Exercise directions: Copy out the rows below word for word, everything from the line containing "Where can you see the cobblestone" down to the line containing "point(169, 154)", both of those lines included.

══════

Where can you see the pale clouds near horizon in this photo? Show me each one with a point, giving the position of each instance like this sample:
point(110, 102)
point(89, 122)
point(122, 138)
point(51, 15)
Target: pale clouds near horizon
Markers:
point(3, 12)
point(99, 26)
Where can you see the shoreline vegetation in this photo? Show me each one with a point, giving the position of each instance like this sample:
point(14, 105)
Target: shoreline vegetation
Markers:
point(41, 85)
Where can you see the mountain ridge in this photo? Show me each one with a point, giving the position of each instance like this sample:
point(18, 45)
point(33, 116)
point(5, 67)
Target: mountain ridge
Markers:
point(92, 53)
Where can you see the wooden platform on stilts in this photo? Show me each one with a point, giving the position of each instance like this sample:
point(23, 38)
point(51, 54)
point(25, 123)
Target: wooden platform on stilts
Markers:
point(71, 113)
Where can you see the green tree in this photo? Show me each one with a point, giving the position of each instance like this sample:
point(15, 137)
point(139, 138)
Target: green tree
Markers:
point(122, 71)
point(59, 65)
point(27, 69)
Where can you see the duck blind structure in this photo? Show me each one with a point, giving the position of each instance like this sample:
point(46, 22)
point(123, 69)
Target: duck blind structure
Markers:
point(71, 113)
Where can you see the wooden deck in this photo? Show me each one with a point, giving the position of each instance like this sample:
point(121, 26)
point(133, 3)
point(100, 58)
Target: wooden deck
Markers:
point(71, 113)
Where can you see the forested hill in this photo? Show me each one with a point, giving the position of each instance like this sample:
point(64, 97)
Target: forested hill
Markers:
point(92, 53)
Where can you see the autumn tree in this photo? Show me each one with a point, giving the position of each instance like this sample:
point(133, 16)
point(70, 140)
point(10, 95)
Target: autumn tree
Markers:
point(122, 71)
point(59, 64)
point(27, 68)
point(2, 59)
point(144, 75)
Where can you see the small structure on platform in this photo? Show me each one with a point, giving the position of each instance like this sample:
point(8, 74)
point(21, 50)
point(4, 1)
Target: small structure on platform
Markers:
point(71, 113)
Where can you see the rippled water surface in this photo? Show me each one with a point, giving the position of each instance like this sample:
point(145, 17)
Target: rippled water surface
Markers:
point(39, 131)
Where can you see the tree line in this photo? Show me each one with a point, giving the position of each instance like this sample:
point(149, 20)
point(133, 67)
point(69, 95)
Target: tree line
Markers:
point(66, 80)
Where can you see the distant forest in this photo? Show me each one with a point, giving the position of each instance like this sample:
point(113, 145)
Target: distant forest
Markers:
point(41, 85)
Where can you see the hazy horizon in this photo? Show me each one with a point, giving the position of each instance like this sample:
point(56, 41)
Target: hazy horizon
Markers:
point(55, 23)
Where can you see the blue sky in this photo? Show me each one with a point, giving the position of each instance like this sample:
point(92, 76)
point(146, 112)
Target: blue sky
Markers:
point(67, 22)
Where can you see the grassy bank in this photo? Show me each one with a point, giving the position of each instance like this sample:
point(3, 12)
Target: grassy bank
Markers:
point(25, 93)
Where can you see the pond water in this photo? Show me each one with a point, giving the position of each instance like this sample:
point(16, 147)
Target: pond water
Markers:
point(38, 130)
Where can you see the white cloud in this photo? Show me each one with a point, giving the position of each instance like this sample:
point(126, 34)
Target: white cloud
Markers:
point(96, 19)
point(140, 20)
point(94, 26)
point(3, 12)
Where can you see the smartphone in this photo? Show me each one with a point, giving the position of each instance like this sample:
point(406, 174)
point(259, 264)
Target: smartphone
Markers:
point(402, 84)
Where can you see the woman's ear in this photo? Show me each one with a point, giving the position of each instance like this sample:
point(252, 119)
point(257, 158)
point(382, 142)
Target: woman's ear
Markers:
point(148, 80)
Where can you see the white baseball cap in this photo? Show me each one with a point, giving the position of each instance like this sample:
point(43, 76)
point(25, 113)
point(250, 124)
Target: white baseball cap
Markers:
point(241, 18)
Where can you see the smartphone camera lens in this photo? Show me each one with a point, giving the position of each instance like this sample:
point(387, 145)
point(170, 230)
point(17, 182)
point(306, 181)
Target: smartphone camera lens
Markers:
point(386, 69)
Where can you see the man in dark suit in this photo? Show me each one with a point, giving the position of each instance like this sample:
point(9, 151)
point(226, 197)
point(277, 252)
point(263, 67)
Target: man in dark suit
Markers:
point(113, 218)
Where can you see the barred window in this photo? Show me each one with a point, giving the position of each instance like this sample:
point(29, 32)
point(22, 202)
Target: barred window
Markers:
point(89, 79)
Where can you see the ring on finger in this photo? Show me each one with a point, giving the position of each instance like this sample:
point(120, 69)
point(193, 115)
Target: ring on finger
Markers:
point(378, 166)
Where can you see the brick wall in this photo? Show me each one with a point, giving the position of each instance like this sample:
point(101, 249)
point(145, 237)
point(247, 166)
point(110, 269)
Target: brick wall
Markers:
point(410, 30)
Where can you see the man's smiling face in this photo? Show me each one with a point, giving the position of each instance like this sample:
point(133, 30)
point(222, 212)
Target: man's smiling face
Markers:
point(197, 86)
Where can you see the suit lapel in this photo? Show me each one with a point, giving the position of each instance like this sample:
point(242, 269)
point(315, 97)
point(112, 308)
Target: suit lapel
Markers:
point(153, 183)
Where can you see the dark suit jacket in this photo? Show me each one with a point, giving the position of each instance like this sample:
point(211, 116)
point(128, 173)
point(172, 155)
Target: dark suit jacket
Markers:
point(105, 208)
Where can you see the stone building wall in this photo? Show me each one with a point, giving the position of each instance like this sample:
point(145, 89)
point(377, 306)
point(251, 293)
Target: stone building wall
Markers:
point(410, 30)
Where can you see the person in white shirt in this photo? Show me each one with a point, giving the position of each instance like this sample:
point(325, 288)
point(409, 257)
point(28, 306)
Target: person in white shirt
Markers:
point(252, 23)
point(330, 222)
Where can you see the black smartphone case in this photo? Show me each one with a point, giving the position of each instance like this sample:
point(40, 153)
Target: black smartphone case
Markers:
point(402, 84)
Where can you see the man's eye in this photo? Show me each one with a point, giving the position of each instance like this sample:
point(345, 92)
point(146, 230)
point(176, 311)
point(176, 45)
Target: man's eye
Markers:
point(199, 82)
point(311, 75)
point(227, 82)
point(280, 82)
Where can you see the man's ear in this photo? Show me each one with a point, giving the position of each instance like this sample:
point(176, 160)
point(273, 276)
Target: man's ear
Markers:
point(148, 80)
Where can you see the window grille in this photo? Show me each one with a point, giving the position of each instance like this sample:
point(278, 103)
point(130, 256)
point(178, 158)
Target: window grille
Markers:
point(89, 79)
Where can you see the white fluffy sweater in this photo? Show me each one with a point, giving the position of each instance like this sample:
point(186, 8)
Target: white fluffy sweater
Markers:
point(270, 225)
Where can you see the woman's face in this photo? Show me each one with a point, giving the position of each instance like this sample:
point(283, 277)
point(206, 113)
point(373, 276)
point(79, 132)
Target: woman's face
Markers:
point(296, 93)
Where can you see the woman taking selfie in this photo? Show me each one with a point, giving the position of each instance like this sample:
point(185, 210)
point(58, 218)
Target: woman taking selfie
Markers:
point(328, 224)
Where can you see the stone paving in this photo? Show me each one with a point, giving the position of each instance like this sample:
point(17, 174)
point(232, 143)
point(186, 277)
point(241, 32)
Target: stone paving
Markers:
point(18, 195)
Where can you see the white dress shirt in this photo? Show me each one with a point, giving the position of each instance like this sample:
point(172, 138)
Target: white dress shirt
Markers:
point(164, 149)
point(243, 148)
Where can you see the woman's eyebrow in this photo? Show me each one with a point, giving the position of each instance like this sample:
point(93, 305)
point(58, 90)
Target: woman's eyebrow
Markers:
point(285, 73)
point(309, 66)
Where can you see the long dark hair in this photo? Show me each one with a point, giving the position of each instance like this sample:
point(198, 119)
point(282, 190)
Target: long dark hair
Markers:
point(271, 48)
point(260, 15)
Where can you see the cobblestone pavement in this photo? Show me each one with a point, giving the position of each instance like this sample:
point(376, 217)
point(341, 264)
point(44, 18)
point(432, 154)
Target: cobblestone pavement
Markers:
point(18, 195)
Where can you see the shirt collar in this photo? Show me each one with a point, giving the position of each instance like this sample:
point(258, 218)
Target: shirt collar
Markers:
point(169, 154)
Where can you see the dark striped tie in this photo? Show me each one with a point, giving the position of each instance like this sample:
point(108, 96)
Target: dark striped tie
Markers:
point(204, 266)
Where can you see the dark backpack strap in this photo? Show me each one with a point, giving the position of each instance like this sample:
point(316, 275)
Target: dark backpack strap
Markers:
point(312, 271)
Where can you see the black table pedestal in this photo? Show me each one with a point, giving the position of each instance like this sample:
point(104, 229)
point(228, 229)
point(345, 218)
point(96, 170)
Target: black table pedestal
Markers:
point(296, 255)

══════

Response for this exercise:
Where can you see the cobblestone pavement in this photo? Show me each one with a point, giving the position of each instance like this sample:
point(376, 217)
point(341, 264)
point(44, 18)
point(432, 154)
Target: cobblestone pavement
Markers:
point(18, 195)
Where can you see the shirt collar in this photo? Show me each one with a point, giving the position of each instance like this sample:
point(258, 218)
Target: shirt collar
Markers:
point(169, 154)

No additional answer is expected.